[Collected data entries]
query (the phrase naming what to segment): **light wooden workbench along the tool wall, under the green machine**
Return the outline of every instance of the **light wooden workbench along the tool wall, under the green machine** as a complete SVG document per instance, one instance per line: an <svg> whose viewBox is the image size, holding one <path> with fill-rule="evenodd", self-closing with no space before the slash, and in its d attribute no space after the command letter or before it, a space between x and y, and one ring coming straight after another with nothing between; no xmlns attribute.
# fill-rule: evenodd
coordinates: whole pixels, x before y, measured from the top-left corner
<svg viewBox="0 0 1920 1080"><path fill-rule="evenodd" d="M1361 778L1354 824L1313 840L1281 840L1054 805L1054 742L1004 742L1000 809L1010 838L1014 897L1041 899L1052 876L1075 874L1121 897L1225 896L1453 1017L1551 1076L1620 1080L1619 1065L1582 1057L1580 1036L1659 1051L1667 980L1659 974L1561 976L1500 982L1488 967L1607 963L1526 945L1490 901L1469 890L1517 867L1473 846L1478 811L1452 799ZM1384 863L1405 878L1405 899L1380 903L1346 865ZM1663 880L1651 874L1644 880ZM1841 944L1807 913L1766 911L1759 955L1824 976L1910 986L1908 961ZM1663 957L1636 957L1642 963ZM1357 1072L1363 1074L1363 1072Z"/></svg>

---

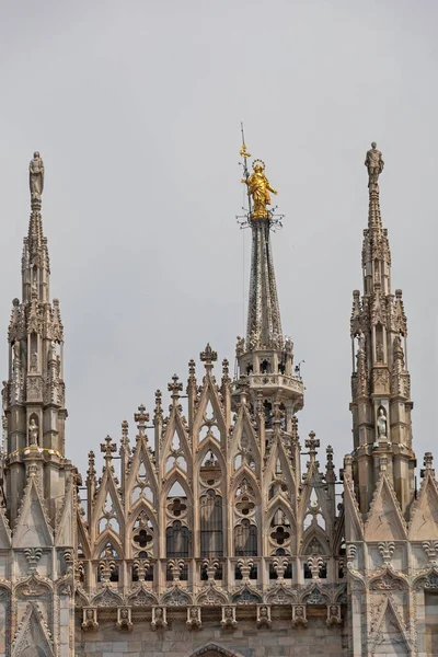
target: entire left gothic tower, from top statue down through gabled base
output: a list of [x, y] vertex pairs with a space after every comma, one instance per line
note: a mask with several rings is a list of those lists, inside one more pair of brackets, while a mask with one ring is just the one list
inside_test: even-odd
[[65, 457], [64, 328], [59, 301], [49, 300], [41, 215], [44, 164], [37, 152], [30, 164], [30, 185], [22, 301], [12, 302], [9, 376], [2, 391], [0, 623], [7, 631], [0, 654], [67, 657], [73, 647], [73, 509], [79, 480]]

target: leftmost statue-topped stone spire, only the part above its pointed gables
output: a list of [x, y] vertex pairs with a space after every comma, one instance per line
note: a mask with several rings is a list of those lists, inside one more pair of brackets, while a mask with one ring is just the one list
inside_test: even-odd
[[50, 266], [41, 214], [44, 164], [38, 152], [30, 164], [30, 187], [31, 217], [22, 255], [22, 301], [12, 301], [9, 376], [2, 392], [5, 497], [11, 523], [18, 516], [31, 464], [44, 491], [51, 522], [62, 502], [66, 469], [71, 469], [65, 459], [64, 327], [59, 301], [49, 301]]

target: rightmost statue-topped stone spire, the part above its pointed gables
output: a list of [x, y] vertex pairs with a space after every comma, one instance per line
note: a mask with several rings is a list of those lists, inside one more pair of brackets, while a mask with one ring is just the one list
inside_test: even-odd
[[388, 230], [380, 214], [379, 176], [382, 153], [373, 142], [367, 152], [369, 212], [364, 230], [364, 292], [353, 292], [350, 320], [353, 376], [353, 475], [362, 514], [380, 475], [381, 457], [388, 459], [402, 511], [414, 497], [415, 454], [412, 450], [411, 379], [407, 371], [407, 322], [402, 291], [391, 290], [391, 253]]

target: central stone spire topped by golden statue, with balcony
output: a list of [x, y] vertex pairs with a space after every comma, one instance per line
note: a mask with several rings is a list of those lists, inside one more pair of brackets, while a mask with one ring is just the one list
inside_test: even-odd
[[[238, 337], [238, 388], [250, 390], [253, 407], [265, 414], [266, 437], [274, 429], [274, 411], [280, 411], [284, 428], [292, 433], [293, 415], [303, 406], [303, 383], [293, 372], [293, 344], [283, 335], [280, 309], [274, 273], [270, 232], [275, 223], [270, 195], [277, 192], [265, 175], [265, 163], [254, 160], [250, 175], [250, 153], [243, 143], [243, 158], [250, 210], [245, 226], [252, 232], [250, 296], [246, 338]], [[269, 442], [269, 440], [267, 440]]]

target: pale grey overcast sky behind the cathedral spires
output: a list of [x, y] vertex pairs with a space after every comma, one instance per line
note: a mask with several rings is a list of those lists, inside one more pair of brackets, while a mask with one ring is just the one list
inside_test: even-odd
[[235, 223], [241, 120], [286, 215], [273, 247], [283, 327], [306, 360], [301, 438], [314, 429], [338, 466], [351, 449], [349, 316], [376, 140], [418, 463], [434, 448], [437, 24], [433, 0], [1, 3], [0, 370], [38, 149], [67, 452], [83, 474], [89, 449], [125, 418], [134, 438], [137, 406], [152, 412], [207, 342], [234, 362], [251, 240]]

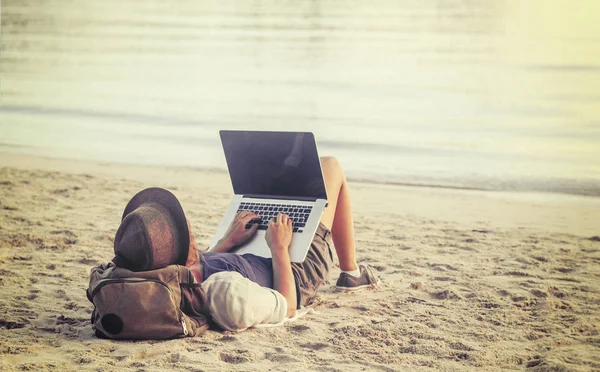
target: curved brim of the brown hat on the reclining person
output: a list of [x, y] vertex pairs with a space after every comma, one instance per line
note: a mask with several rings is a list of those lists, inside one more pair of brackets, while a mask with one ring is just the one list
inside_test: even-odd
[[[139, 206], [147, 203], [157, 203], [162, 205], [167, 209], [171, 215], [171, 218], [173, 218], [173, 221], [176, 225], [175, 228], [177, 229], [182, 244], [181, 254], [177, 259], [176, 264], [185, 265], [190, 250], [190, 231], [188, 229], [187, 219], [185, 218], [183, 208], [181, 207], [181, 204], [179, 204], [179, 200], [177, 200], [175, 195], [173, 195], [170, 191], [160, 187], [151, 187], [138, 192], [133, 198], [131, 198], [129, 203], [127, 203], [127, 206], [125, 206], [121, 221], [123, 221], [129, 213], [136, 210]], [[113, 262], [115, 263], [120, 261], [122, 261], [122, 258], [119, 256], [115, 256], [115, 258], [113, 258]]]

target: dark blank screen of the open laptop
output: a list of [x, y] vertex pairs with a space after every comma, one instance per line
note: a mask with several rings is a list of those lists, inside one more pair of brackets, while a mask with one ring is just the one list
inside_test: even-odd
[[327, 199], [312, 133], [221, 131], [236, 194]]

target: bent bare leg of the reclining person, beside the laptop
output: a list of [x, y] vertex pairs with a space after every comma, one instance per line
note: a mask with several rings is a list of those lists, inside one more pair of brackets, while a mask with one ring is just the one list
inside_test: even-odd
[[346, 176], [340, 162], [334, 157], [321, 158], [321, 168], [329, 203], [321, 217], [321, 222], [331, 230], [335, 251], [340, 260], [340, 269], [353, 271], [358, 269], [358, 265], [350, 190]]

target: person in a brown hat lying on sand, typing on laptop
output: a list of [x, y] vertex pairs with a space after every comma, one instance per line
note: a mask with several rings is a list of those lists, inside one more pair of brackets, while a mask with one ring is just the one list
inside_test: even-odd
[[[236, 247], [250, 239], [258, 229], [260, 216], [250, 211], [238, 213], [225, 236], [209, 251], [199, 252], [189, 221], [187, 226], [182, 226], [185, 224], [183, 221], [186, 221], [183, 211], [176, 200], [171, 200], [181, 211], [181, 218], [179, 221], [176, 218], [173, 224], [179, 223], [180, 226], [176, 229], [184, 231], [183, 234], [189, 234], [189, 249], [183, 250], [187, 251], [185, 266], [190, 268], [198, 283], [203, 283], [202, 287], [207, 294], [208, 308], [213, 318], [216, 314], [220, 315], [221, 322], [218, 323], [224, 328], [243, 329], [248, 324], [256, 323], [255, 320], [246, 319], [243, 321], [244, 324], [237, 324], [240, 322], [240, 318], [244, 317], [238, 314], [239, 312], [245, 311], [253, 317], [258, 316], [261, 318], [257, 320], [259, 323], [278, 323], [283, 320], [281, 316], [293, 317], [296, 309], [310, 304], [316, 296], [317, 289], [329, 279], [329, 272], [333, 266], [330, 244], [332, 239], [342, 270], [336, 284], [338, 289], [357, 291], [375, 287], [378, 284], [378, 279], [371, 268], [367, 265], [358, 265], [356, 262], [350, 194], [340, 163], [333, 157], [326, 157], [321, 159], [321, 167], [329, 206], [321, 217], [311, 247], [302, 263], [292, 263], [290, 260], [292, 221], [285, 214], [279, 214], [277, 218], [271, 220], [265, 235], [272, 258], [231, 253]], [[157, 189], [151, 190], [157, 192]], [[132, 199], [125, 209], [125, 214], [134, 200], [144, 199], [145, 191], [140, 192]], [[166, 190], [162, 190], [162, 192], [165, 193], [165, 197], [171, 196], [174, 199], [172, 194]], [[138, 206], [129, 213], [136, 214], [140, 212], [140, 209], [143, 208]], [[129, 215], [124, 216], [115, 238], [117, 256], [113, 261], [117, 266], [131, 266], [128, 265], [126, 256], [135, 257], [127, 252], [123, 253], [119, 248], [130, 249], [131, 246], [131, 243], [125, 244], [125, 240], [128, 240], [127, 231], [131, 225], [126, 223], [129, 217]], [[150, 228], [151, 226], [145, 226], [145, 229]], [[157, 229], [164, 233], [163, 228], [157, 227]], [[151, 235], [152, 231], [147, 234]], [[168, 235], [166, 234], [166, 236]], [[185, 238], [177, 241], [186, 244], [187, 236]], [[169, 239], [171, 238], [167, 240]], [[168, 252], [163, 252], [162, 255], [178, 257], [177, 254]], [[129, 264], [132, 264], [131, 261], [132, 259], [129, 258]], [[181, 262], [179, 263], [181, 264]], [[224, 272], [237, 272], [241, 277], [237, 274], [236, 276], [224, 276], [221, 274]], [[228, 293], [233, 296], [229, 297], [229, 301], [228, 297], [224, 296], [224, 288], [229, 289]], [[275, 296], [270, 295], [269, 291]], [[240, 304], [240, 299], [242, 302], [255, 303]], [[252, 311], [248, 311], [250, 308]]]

_Work required_. Copy every line from the records above that contains the word "brown".

_Problem solution_.
target: curved brim of the brown hat on the reclining person
target: person in a brown hat lying on sand, typing on laptop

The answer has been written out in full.